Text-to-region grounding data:

►

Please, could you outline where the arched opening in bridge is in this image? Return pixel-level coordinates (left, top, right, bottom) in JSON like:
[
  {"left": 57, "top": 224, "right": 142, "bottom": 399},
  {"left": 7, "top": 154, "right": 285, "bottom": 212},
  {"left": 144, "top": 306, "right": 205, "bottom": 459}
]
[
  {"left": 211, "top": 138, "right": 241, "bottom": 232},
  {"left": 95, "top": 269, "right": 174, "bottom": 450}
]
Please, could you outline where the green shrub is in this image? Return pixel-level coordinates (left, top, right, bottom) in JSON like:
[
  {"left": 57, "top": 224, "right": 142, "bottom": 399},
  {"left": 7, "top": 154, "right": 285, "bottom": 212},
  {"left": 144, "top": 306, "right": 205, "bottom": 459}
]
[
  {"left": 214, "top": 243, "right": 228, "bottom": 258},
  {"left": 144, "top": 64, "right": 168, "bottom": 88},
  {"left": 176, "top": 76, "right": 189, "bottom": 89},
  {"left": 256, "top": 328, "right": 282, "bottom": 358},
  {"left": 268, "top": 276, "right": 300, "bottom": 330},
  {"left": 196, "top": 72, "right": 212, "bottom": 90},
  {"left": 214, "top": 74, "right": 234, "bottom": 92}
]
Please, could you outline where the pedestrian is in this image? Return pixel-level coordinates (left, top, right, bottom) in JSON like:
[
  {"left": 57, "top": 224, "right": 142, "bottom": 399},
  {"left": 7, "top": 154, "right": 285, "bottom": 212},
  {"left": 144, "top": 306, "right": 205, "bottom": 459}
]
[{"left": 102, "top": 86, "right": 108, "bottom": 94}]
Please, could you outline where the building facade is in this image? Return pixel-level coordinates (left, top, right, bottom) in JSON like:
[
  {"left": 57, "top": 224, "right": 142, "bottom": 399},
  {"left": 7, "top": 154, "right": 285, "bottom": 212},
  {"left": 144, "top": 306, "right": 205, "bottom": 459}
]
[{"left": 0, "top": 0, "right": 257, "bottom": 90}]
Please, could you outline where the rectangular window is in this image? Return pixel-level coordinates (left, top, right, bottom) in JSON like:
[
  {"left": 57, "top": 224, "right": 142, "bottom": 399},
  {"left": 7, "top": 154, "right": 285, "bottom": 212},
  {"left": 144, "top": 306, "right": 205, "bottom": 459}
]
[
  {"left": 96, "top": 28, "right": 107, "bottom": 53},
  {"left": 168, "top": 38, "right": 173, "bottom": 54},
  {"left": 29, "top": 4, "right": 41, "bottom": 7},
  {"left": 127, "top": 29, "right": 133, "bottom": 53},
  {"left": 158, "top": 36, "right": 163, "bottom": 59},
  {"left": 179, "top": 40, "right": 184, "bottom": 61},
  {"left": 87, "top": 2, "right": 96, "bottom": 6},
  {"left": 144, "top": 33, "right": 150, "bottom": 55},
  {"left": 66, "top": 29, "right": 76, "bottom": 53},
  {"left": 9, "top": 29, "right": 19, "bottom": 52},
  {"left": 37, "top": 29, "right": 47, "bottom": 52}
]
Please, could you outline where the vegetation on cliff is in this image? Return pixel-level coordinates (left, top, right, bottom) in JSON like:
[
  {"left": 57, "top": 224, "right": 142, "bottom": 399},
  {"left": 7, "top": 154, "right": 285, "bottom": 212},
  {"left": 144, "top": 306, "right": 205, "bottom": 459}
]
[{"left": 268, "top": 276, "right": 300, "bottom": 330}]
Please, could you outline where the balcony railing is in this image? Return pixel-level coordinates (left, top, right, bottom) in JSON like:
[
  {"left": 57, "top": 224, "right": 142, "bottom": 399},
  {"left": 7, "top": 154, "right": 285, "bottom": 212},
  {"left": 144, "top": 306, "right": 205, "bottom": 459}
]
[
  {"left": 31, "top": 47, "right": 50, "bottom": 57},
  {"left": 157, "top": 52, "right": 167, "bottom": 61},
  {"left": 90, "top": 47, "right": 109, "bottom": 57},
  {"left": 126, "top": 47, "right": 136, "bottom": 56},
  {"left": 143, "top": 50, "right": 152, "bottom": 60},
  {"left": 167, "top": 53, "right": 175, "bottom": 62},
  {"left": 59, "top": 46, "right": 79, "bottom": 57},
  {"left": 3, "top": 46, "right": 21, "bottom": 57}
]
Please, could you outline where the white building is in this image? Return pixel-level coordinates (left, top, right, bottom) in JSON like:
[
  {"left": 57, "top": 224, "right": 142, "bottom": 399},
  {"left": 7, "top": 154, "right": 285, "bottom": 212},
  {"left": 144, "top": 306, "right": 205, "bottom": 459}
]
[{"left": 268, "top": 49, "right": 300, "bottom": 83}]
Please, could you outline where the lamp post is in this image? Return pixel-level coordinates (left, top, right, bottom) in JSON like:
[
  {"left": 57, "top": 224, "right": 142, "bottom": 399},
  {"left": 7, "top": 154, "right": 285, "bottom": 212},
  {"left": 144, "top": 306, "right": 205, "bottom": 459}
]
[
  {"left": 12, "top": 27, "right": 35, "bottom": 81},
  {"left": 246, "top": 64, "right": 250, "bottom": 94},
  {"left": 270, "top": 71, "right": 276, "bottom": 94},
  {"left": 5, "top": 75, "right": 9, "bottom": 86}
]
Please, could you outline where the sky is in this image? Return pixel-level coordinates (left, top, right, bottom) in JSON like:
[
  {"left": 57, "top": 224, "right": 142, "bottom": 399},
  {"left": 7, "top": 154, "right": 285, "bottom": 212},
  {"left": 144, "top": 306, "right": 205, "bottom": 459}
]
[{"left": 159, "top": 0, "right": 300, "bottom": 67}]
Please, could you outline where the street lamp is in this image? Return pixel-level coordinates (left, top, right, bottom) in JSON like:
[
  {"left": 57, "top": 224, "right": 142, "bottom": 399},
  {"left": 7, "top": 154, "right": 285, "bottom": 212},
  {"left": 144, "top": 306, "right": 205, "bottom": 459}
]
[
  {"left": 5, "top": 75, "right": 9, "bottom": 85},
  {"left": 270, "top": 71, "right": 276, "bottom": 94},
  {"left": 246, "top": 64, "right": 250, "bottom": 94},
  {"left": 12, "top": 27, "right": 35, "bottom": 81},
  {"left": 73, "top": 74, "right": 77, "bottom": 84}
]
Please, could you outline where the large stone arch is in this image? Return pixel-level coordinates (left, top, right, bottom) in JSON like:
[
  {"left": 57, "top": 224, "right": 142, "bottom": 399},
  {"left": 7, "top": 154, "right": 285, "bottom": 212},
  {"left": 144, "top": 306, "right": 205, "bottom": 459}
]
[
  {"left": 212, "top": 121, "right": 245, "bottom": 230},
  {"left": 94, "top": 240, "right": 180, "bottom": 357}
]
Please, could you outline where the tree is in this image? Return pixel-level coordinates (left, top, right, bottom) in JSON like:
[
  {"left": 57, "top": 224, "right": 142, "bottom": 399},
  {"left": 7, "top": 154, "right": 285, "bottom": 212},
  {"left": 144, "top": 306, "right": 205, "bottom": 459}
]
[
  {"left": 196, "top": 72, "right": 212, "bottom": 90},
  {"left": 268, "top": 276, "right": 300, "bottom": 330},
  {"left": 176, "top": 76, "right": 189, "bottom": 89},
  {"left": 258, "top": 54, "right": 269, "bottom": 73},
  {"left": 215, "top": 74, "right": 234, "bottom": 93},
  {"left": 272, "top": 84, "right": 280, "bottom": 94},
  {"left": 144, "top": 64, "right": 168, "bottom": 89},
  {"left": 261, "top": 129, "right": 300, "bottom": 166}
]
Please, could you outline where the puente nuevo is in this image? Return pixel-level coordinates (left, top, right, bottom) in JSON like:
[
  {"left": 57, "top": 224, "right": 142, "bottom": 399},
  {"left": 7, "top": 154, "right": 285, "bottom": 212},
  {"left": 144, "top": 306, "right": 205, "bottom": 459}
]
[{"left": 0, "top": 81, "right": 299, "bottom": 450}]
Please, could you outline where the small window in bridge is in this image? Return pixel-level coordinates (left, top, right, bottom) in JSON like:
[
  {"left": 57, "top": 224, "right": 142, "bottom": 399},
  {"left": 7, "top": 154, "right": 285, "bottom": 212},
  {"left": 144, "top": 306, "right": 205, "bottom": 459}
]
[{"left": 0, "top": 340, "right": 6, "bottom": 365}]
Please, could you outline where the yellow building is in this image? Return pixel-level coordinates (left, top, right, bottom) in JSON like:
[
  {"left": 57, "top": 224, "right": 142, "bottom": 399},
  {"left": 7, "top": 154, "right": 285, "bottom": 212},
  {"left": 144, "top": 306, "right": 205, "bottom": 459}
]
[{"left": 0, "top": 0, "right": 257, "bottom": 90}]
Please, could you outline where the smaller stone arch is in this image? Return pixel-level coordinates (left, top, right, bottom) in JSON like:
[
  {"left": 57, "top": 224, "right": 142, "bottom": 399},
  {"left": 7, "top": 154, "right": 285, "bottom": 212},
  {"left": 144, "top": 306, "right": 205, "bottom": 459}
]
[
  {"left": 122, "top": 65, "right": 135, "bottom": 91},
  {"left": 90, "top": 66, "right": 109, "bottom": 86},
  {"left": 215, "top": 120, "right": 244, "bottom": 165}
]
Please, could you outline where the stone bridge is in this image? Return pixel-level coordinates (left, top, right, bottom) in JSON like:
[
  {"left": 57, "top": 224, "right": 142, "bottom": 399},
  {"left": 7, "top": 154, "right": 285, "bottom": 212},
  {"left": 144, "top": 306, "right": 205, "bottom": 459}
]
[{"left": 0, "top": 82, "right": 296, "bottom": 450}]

◄

WORK TO COMPLETE>
Please return every line in the data that includes the string "bridge".

REPLY>
Please, could you outline where the arched opening in bridge is in this image? Return pixel-level coordinates (left, top, right, bottom) in JSON like:
Please, could you outline where the small window in bridge is in this image? Return pixel-level coordinates (left, top, right, bottom) in JSON like:
Please, could you outline where the stone bridge is in this image? Return pixel-level coordinates (left, top, right, bottom) in JSON like:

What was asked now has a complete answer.